(Data excerpts)
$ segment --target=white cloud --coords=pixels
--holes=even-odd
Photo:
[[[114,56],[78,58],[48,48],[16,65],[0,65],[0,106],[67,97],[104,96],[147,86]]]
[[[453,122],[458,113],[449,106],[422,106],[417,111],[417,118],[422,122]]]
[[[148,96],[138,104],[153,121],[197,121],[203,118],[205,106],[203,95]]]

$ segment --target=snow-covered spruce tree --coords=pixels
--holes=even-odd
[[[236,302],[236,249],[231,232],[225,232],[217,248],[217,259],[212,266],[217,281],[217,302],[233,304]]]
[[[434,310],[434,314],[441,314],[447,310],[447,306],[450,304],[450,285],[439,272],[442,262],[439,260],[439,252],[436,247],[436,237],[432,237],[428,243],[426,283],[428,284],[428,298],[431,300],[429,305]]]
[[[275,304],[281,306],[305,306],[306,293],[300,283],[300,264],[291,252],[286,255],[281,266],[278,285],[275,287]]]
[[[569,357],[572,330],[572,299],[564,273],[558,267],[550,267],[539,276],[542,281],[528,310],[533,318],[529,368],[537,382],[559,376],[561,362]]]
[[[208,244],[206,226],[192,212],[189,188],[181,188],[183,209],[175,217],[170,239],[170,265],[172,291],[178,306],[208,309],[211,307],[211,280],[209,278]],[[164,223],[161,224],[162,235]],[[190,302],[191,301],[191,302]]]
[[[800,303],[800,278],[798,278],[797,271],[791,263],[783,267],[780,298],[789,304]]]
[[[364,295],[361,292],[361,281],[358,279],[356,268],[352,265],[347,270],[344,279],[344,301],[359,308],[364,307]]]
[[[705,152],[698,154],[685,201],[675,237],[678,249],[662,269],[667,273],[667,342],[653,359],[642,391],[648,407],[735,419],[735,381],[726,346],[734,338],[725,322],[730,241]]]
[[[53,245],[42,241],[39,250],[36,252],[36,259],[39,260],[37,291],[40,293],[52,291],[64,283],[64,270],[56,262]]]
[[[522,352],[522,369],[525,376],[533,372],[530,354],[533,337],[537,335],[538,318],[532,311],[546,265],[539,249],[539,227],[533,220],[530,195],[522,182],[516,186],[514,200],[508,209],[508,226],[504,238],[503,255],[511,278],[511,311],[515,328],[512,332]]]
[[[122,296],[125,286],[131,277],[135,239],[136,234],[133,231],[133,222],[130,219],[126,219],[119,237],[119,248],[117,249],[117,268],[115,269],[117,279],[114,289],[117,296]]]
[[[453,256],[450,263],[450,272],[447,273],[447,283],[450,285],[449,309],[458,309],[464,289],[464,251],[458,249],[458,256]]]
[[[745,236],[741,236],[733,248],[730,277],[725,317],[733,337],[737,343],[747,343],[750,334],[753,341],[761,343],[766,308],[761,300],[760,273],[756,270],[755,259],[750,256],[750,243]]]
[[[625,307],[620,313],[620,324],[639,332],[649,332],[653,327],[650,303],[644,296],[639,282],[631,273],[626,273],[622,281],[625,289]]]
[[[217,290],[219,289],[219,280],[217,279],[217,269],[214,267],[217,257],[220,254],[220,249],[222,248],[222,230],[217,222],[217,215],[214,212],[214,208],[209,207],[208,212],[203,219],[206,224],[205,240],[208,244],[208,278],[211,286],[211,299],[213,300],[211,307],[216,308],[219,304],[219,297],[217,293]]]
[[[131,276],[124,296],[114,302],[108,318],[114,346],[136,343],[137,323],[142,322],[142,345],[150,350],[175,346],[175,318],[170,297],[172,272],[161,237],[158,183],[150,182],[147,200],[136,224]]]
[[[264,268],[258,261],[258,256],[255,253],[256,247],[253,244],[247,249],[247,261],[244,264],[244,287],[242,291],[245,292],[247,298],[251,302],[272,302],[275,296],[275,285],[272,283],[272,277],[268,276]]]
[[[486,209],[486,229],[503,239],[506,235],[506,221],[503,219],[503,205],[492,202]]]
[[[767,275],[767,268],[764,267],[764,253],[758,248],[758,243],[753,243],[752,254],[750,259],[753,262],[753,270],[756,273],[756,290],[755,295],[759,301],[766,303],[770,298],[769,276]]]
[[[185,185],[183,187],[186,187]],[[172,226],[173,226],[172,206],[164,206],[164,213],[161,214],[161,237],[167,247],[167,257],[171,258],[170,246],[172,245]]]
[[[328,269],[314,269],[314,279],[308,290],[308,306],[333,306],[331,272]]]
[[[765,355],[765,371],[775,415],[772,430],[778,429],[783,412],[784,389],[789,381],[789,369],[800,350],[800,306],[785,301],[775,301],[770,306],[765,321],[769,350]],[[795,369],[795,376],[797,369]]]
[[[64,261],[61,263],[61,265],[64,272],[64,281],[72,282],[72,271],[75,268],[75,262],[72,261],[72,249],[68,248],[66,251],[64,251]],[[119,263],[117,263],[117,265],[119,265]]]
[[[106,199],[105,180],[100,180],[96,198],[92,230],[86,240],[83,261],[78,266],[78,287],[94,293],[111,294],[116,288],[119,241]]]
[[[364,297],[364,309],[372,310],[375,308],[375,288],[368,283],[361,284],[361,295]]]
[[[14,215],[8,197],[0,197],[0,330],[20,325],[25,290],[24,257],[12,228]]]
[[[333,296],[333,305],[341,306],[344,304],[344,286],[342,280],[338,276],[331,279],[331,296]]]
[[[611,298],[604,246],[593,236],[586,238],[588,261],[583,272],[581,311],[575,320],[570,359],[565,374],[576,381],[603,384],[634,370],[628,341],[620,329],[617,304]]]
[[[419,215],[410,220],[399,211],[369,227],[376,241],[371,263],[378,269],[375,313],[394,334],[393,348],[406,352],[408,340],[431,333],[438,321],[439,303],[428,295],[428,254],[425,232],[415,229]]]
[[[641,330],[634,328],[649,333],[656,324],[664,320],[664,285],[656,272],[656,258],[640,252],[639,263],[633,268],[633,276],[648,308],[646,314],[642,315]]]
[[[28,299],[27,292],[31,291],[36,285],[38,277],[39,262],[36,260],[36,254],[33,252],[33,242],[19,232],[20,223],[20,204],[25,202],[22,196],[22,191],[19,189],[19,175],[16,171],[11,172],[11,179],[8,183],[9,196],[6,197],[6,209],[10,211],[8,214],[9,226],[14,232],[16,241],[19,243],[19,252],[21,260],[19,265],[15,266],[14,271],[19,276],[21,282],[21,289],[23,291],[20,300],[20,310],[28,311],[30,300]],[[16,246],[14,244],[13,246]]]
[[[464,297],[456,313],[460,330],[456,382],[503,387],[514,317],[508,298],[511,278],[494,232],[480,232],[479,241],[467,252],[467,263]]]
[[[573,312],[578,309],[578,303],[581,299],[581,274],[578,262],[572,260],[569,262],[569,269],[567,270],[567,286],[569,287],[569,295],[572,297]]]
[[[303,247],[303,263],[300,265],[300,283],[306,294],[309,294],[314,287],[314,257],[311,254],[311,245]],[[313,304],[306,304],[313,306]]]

__Required action__
From the first record to the last, print each one exactly.

__Exercise answer__
$ segment --target=white cloud --coords=pixels
--holes=even-odd
Photo:
[[[114,56],[78,58],[48,48],[16,65],[0,65],[0,106],[67,97],[104,96],[147,86]]]
[[[453,122],[458,113],[449,106],[422,106],[417,111],[417,118],[422,122]]]
[[[148,96],[138,104],[153,121],[197,121],[203,118],[205,106],[203,95]]]

$ segment --target=snow-covered spruce tree --coords=pixels
--holes=even-odd
[[[236,302],[236,249],[231,232],[225,232],[217,248],[217,259],[212,266],[217,281],[217,302],[233,304]]]
[[[434,310],[434,314],[441,314],[447,310],[447,306],[450,304],[450,285],[439,272],[442,262],[439,260],[439,252],[436,247],[436,237],[432,237],[428,243],[426,283],[428,284],[428,298],[431,300],[429,305]]]
[[[275,304],[281,306],[305,306],[306,293],[300,283],[300,264],[291,252],[286,255],[281,266],[278,285],[275,287]]]
[[[569,357],[572,330],[572,299],[564,273],[558,267],[550,267],[539,276],[542,281],[528,310],[533,318],[529,368],[537,382],[559,376],[561,362]]]
[[[208,244],[206,226],[192,212],[189,188],[181,188],[183,209],[175,217],[170,239],[170,265],[172,291],[178,306],[208,309],[211,307],[211,280],[209,278]],[[164,223],[161,224],[162,235]],[[190,302],[191,301],[191,302]]]
[[[800,303],[800,278],[798,278],[797,271],[791,263],[783,267],[780,298],[789,304]]]
[[[364,295],[361,292],[361,281],[358,279],[356,268],[352,265],[347,270],[344,279],[344,301],[359,308],[364,307]]]
[[[705,152],[698,154],[685,201],[675,237],[678,249],[662,269],[667,273],[667,342],[653,359],[642,391],[648,407],[735,419],[735,381],[726,346],[734,338],[725,322],[730,241]]]
[[[53,245],[42,241],[39,250],[36,252],[36,259],[39,260],[37,291],[40,293],[52,291],[64,283],[64,270],[56,262]]]
[[[522,352],[522,369],[525,376],[533,372],[530,354],[533,337],[537,335],[538,318],[532,311],[546,265],[539,249],[539,227],[533,220],[530,195],[522,182],[516,186],[514,200],[508,209],[508,226],[504,238],[503,255],[511,278],[511,311],[515,328],[512,332]]]
[[[122,296],[125,286],[131,277],[135,239],[136,234],[133,231],[133,222],[130,219],[126,219],[119,237],[119,248],[117,249],[117,268],[115,269],[117,279],[114,289],[117,296]]]
[[[453,256],[450,263],[450,272],[447,273],[447,283],[450,285],[449,309],[458,309],[464,289],[464,251],[458,249],[458,256]]]
[[[745,236],[741,236],[733,248],[730,277],[725,317],[733,337],[737,343],[747,343],[750,334],[753,341],[761,343],[766,308],[761,300],[760,273],[756,270],[755,259],[750,256],[750,243]]]
[[[625,307],[620,313],[620,324],[639,332],[649,332],[653,327],[650,303],[644,296],[639,282],[631,273],[626,273],[622,281],[625,289]]]
[[[217,290],[219,289],[219,280],[217,279],[217,269],[214,267],[217,257],[220,254],[220,249],[222,248],[222,230],[217,222],[217,215],[214,212],[214,208],[209,207],[208,212],[203,219],[206,224],[205,240],[208,244],[208,278],[211,286],[211,299],[213,300],[211,307],[216,308],[219,304],[219,297],[217,293]]]
[[[131,276],[124,296],[114,302],[108,318],[114,346],[136,343],[137,323],[142,322],[142,345],[150,350],[175,346],[175,318],[170,297],[172,272],[161,237],[158,183],[150,182],[147,200],[136,224]]]
[[[264,268],[258,261],[258,256],[255,253],[256,247],[253,244],[247,249],[247,261],[244,264],[244,287],[242,291],[245,292],[247,298],[251,302],[272,302],[275,296],[275,285],[272,283],[272,277],[268,276]]]
[[[486,209],[486,229],[503,239],[506,235],[506,221],[503,219],[503,205],[492,202]]]
[[[767,275],[767,268],[764,267],[764,253],[758,248],[758,243],[753,243],[752,254],[750,259],[753,262],[753,270],[756,273],[756,290],[755,295],[759,301],[766,303],[770,298],[769,276]]]
[[[185,185],[183,187],[186,187]],[[172,226],[173,226],[172,206],[164,206],[164,213],[161,214],[161,237],[167,247],[167,257],[171,258],[170,246],[172,245]]]
[[[328,269],[314,269],[314,279],[308,290],[308,306],[333,306],[331,272]]]
[[[765,355],[765,371],[775,415],[772,430],[778,429],[783,412],[784,389],[789,381],[789,369],[800,350],[800,306],[785,301],[775,301],[770,306],[765,321],[769,350]],[[795,369],[795,376],[797,369]]]
[[[64,261],[61,263],[61,265],[64,272],[64,281],[72,282],[72,271],[75,268],[75,262],[72,261],[72,249],[68,248],[66,251],[64,251]],[[119,263],[117,263],[117,265],[119,265]]]
[[[106,199],[105,180],[100,180],[96,198],[92,230],[86,240],[83,261],[78,266],[78,287],[94,293],[111,294],[116,288],[119,241]]]
[[[364,297],[364,309],[372,310],[375,308],[375,288],[368,283],[361,284],[361,295]]]
[[[14,215],[8,197],[0,197],[0,330],[20,325],[25,290],[24,257],[12,228]]]
[[[333,296],[333,305],[341,306],[344,304],[344,286],[342,280],[338,276],[331,279],[331,296]]]
[[[611,298],[604,246],[593,236],[586,238],[588,261],[583,272],[581,311],[575,320],[570,359],[565,374],[576,381],[603,384],[634,370],[628,341],[620,329],[617,304]]]
[[[419,215],[410,220],[399,211],[369,227],[376,241],[371,263],[378,269],[375,313],[394,334],[393,348],[406,352],[408,340],[431,333],[438,321],[439,303],[428,295],[428,254],[425,232],[415,229]]]
[[[641,330],[634,328],[649,333],[656,324],[664,320],[664,285],[656,272],[656,258],[640,252],[639,263],[633,268],[633,276],[648,308],[646,314],[642,315]]]
[[[28,299],[27,292],[31,291],[36,285],[38,277],[39,262],[36,260],[36,254],[33,252],[33,242],[19,232],[20,223],[20,204],[25,202],[22,196],[22,191],[19,189],[19,175],[16,171],[11,172],[11,179],[8,183],[9,196],[6,197],[6,209],[10,211],[8,214],[9,226],[14,232],[16,241],[19,243],[19,252],[21,260],[19,265],[15,266],[14,271],[19,276],[21,282],[21,289],[23,291],[20,300],[20,310],[28,311],[30,300]],[[16,246],[14,244],[13,246]]]
[[[464,297],[456,313],[460,330],[456,382],[503,387],[514,317],[508,298],[511,278],[494,232],[480,232],[479,241],[467,252],[467,263]]]
[[[573,312],[578,309],[578,303],[581,299],[581,274],[578,262],[572,260],[569,262],[569,269],[567,270],[567,286],[569,287],[569,295],[572,297]]]
[[[303,247],[303,263],[300,265],[300,283],[306,294],[309,294],[314,287],[314,257],[311,254],[311,245]],[[313,304],[306,304],[313,306]]]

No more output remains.